Your goal: Report every line of the data below that contains the string "wisteria", matching case exactly.

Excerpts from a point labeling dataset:
┄┄┄┄┄┄┄┄┄┄
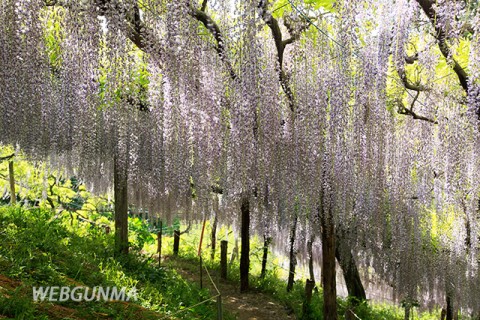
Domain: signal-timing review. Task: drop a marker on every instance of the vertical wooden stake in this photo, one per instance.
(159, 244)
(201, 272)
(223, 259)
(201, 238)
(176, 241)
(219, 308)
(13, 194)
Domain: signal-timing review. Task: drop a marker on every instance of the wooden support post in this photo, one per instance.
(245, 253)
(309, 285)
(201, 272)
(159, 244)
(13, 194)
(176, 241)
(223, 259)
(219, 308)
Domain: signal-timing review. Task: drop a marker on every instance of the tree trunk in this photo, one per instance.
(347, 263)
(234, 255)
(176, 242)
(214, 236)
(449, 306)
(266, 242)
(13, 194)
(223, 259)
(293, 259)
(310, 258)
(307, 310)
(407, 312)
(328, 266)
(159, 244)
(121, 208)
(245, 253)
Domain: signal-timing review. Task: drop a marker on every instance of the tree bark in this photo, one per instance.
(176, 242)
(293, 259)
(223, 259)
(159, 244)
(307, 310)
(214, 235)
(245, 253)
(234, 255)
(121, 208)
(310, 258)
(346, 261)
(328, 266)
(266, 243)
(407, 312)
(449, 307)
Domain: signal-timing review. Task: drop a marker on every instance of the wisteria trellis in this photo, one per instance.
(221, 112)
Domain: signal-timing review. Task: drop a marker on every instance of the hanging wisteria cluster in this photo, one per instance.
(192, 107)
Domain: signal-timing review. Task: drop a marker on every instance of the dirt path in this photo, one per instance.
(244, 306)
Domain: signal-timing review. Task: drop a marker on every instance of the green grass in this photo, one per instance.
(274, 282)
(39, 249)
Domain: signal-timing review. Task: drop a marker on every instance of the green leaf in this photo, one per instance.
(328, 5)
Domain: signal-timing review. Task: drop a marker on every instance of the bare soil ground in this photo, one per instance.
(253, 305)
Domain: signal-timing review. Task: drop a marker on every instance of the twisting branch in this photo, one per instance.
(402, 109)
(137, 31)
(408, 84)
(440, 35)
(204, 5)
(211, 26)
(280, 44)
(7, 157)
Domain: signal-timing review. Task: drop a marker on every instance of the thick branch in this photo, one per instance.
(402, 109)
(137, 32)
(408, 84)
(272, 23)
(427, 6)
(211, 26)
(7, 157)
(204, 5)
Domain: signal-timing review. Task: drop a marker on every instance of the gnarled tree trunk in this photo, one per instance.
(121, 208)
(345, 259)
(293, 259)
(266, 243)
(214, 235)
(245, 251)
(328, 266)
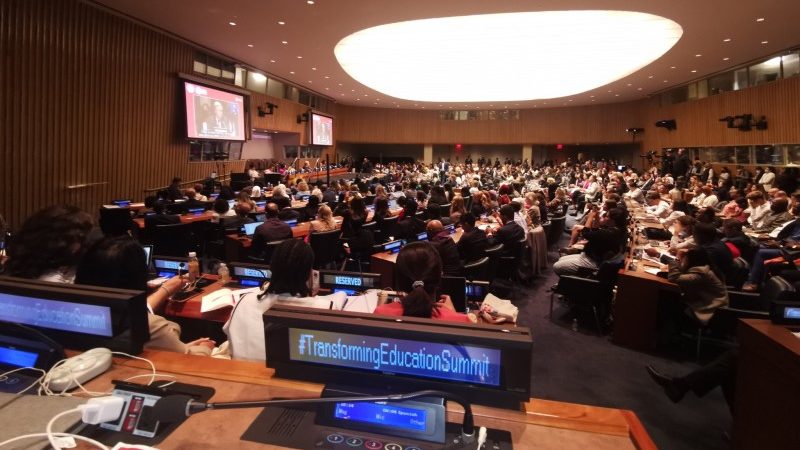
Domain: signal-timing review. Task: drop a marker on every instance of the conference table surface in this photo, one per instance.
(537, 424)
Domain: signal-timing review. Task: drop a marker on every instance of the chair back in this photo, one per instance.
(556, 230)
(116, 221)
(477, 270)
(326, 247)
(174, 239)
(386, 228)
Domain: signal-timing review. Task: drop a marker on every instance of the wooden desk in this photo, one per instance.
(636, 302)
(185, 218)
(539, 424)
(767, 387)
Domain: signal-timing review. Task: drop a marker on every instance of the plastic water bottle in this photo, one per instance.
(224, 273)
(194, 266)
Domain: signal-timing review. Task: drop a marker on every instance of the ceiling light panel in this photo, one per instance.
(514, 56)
┄┄┄┄┄┄┄┄┄┄
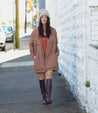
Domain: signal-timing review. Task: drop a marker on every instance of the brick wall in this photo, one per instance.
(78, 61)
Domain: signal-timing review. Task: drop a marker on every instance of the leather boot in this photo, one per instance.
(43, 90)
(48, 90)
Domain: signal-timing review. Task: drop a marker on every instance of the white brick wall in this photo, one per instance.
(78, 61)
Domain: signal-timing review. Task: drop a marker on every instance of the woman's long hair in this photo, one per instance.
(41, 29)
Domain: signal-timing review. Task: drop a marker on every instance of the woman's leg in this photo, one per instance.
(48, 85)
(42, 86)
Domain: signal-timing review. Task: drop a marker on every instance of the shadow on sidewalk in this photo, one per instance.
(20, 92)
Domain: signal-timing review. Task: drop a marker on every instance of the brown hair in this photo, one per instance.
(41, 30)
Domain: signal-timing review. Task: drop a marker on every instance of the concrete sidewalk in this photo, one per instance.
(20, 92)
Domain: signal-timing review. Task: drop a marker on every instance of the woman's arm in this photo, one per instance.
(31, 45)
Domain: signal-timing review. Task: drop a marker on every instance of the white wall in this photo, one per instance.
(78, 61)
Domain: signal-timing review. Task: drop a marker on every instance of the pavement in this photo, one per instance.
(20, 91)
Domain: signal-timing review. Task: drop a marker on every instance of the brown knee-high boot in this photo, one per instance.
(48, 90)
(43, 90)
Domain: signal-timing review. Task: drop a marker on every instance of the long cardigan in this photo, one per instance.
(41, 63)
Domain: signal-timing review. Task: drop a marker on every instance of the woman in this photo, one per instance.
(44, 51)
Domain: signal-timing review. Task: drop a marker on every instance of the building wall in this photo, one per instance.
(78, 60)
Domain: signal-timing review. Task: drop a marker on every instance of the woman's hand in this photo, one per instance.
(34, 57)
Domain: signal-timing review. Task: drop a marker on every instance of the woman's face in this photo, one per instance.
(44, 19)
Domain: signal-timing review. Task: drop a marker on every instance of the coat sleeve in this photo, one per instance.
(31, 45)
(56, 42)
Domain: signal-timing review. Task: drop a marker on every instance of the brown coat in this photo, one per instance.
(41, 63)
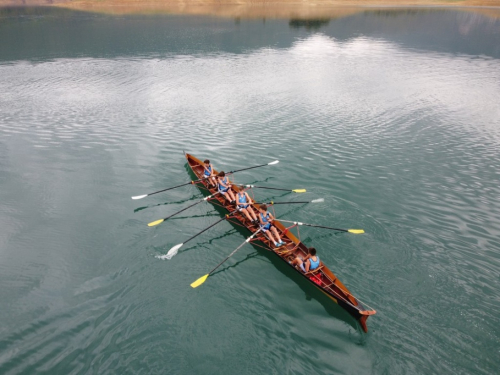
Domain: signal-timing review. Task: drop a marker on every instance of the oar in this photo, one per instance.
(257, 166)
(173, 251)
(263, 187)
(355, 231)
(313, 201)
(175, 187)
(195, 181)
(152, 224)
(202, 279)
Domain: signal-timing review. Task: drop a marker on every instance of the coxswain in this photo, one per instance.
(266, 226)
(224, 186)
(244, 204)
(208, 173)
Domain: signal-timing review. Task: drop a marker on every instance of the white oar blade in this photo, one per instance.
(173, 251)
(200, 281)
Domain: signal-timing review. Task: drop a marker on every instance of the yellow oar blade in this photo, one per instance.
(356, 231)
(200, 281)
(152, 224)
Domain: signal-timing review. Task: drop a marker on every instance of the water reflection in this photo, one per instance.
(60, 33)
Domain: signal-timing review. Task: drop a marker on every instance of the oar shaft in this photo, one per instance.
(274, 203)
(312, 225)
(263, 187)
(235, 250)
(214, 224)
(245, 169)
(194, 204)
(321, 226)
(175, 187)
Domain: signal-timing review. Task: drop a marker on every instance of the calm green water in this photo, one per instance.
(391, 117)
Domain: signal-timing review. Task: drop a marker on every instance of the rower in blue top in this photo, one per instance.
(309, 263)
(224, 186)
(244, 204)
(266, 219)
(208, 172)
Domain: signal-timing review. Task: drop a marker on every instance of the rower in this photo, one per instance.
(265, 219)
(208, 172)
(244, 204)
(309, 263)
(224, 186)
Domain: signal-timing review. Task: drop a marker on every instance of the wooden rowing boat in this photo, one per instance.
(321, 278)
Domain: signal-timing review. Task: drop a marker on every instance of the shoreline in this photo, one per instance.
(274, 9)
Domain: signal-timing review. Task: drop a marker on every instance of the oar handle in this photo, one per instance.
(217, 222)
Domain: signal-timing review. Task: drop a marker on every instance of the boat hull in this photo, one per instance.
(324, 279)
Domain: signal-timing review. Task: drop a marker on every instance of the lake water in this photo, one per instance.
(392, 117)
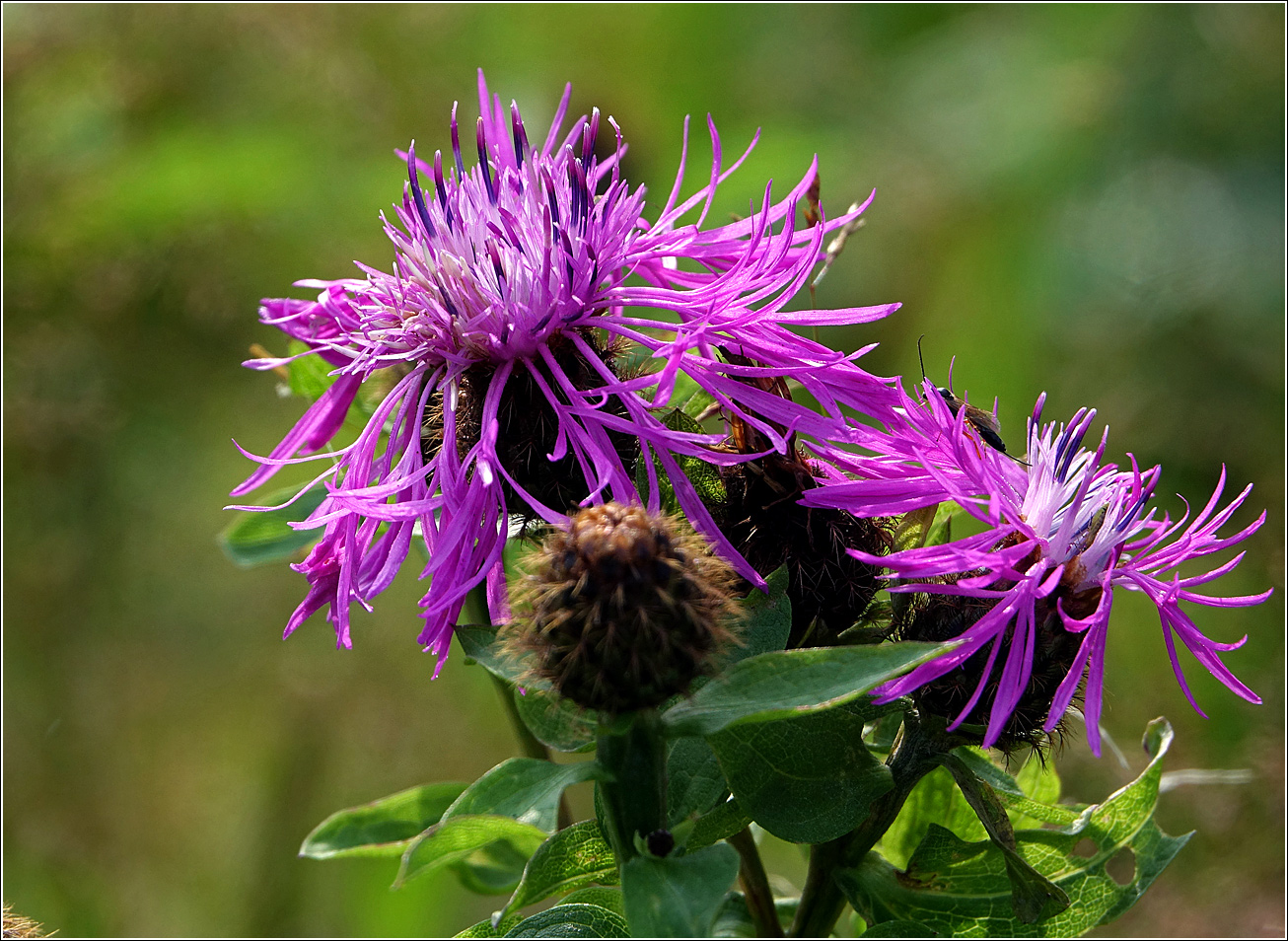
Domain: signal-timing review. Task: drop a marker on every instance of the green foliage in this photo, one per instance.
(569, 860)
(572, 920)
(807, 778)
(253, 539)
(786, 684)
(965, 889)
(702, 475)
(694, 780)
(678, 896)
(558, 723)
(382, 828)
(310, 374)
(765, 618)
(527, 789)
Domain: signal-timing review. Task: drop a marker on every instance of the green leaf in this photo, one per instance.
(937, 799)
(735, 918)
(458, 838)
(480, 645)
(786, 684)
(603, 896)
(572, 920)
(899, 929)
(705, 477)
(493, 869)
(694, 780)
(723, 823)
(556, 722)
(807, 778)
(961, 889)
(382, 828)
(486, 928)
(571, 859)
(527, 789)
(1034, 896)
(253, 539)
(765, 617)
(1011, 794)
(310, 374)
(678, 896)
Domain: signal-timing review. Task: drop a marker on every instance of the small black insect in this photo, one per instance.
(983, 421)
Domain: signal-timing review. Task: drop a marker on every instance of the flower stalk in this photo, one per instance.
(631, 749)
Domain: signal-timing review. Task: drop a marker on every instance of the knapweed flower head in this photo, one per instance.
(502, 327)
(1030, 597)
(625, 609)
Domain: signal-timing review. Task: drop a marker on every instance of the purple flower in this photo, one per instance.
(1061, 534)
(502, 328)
┄┄┄┄┄┄┄┄┄┄
Right answer:
Domain: signal-timing review. Task: drop a marker on every instance of the wisteria trellis in this photo, one per instance.
Domain: signal-timing review. Task: drop a marker on every instance of the hanging wisteria cluster in this photo, one per instance.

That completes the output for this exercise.